● Requirement
Copy out the lines word for word, starting with the first line and going on through the line with "point(176, 393)", including both of those lines.

● Material provided
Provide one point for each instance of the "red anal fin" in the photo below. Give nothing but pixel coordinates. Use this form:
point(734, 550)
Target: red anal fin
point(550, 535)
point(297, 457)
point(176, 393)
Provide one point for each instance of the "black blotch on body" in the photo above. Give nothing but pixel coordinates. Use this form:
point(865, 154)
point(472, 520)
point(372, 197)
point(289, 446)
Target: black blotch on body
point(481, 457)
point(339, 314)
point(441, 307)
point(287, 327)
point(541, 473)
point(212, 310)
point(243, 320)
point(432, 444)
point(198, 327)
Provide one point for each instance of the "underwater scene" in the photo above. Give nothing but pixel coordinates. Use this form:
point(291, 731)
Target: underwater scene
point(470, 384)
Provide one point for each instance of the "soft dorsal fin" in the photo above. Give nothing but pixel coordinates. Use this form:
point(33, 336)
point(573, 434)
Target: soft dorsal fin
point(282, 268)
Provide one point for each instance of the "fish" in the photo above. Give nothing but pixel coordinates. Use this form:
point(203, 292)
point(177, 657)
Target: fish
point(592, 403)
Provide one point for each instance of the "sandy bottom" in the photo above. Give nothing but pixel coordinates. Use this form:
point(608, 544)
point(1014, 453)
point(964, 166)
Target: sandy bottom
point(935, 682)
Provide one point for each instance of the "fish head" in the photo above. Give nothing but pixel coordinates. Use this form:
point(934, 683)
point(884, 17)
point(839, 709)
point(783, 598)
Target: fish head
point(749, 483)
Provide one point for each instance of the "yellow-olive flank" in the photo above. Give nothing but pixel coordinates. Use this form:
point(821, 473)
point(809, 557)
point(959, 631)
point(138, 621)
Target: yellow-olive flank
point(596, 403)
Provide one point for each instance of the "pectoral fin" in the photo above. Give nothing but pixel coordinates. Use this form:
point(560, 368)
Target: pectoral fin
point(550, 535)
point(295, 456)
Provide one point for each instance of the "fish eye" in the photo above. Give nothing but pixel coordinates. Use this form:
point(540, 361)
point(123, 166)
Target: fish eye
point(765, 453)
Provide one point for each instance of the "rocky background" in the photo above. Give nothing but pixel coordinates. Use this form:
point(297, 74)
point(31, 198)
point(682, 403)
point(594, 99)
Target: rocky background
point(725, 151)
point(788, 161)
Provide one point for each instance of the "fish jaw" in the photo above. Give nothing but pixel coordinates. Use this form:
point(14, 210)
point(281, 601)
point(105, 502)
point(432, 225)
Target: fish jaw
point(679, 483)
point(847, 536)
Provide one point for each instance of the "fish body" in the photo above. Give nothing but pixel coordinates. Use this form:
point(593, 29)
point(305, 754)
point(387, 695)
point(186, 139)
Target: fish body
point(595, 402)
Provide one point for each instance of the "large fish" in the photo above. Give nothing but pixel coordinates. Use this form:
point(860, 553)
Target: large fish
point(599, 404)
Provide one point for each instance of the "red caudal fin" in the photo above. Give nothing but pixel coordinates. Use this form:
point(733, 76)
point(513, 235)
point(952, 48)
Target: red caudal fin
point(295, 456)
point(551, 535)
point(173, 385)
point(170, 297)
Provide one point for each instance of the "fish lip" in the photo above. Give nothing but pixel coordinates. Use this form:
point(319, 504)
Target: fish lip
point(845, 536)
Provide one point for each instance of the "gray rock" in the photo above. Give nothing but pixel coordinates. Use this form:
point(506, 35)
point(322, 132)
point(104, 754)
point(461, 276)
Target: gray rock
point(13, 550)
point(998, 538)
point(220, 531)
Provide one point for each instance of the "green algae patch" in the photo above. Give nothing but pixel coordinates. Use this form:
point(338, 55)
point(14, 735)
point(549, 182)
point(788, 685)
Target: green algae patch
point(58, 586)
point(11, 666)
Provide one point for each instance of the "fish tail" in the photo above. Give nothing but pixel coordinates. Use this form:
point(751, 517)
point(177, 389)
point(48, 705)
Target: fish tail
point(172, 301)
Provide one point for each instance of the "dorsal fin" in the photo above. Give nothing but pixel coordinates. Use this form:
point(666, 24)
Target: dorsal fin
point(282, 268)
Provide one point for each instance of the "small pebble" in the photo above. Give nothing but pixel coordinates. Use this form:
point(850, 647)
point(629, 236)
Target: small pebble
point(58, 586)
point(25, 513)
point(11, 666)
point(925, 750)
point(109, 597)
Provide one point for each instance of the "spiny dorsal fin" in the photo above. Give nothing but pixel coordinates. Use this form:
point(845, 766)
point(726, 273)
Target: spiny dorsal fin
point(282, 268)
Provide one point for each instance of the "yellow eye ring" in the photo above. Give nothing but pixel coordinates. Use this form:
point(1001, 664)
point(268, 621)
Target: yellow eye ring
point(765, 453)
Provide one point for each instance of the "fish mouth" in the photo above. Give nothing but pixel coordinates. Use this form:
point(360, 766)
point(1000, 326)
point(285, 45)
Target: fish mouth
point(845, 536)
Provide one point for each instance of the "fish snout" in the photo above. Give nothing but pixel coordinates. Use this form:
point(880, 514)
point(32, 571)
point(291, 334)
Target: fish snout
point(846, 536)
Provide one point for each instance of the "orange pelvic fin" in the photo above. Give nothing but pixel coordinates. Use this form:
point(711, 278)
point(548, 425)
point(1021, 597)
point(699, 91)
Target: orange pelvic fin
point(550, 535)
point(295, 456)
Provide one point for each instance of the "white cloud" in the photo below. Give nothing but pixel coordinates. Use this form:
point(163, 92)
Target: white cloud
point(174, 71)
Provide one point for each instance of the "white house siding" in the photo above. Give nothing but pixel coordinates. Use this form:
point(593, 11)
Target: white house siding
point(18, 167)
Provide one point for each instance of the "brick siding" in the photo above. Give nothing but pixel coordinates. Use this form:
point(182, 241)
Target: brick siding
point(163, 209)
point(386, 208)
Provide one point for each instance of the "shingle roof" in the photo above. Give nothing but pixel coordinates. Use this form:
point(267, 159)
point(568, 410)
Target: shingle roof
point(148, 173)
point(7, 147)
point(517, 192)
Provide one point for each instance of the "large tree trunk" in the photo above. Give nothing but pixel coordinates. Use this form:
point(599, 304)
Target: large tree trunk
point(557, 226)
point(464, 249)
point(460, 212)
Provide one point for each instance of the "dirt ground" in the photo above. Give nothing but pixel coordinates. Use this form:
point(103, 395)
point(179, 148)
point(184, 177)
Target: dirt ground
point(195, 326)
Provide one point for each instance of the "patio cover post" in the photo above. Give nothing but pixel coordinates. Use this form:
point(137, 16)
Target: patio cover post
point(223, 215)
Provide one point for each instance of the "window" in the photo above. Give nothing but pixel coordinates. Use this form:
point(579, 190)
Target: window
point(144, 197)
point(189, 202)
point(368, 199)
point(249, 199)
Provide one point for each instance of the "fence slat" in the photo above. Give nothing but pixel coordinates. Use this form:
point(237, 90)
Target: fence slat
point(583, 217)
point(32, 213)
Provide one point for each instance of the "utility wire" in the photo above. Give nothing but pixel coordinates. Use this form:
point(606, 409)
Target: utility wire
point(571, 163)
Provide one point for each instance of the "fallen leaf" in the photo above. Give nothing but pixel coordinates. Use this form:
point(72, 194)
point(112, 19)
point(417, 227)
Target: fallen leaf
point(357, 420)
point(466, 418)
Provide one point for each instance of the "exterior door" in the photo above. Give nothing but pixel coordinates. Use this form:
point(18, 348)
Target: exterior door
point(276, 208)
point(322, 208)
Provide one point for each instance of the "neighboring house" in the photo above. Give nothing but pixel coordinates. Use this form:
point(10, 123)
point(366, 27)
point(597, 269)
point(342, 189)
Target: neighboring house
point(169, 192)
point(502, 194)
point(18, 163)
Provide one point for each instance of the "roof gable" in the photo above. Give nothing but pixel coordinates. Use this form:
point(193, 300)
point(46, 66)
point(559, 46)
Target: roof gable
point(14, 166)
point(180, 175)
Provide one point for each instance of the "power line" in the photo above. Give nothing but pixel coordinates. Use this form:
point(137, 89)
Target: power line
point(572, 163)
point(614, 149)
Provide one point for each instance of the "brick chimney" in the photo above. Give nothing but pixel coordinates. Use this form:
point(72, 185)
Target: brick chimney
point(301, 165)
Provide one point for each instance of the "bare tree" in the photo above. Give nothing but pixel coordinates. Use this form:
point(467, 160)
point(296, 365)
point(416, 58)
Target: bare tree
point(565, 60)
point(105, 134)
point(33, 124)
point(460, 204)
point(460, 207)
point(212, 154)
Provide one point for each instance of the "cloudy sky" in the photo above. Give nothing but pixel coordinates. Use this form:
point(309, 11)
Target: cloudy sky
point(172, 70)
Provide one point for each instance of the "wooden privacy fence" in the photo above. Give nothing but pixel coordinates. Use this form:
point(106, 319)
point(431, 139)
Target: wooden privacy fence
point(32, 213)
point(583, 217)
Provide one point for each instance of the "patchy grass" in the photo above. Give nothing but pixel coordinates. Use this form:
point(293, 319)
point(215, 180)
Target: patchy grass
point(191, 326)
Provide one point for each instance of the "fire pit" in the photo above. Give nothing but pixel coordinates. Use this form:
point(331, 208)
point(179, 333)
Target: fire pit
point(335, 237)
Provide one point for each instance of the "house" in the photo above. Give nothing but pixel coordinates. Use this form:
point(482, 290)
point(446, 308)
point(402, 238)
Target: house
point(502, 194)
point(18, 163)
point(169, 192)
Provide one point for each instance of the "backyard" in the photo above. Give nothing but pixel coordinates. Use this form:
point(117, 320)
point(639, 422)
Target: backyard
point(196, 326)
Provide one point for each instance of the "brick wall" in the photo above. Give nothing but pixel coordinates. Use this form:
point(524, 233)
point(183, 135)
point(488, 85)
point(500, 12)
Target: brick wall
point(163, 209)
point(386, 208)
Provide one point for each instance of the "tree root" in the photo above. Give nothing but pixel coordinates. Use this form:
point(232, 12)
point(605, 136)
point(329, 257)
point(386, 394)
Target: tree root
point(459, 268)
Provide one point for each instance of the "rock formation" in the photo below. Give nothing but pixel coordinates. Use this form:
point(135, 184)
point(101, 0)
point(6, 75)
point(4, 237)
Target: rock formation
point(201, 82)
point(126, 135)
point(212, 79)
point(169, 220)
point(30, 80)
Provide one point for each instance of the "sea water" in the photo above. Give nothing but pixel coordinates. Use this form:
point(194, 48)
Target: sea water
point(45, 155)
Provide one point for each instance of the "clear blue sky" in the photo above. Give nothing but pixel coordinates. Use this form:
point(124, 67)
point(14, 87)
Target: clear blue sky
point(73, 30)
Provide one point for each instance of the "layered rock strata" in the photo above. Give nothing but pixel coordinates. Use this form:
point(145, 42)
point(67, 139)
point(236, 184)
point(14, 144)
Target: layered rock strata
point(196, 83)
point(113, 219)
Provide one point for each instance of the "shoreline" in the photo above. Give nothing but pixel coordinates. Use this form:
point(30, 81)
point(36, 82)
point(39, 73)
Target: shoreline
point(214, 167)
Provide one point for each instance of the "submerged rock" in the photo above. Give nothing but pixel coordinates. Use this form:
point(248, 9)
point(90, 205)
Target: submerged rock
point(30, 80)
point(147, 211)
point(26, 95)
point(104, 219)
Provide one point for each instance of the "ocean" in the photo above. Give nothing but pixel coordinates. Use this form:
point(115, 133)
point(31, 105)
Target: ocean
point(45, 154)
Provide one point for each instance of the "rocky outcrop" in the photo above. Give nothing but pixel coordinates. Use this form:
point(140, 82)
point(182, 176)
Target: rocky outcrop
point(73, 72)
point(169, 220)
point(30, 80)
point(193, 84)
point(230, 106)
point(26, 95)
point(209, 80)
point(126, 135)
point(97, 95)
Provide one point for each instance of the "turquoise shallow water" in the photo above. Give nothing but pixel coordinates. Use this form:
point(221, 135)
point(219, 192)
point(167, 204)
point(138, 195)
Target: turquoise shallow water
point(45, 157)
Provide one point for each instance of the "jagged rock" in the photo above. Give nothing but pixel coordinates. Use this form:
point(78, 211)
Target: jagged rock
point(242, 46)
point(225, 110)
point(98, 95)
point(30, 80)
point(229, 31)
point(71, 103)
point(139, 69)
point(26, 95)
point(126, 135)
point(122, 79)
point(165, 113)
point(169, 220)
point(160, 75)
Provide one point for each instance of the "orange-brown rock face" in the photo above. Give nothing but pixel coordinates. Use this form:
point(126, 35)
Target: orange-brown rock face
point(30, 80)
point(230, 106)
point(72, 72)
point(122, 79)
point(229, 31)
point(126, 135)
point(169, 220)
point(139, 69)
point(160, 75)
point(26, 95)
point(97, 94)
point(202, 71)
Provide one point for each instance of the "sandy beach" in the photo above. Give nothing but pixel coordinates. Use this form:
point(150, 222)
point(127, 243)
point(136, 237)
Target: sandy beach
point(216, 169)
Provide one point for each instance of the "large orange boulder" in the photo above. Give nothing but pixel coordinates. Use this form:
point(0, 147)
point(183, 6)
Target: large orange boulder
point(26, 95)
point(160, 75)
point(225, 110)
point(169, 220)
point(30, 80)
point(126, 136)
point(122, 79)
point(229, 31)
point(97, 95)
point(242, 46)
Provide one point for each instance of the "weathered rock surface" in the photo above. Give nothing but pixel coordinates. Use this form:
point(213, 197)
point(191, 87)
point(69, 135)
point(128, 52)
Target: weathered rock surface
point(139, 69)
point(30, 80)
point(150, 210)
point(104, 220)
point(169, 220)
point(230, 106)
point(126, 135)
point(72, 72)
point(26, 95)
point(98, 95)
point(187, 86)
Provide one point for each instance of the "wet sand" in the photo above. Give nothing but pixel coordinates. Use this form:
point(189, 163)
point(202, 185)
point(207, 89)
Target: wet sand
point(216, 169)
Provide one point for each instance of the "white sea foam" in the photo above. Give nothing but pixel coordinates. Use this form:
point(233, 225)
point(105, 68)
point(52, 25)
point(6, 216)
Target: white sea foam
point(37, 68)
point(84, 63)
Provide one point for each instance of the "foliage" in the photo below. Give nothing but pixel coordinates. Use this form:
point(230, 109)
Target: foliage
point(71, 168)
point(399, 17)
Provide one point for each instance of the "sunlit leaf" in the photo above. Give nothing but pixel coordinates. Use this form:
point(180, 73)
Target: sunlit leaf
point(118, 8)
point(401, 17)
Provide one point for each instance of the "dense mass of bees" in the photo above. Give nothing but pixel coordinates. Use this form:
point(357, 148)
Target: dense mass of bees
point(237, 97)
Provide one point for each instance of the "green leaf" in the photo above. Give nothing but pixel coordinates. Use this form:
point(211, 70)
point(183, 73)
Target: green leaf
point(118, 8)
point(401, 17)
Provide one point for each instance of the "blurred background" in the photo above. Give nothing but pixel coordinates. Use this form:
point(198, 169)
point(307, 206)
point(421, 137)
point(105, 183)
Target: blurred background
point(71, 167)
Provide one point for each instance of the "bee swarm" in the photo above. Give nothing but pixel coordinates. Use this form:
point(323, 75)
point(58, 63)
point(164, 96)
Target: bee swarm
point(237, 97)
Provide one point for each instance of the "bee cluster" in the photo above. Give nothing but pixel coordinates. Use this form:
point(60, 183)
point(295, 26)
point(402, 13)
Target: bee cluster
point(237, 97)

● Exercise answer
Provide one point for each instance of the "red anal fin" in the photo below. Give nothing but pixel coordinates. Use this form:
point(734, 550)
Target: red anal fin
point(550, 535)
point(297, 457)
point(176, 393)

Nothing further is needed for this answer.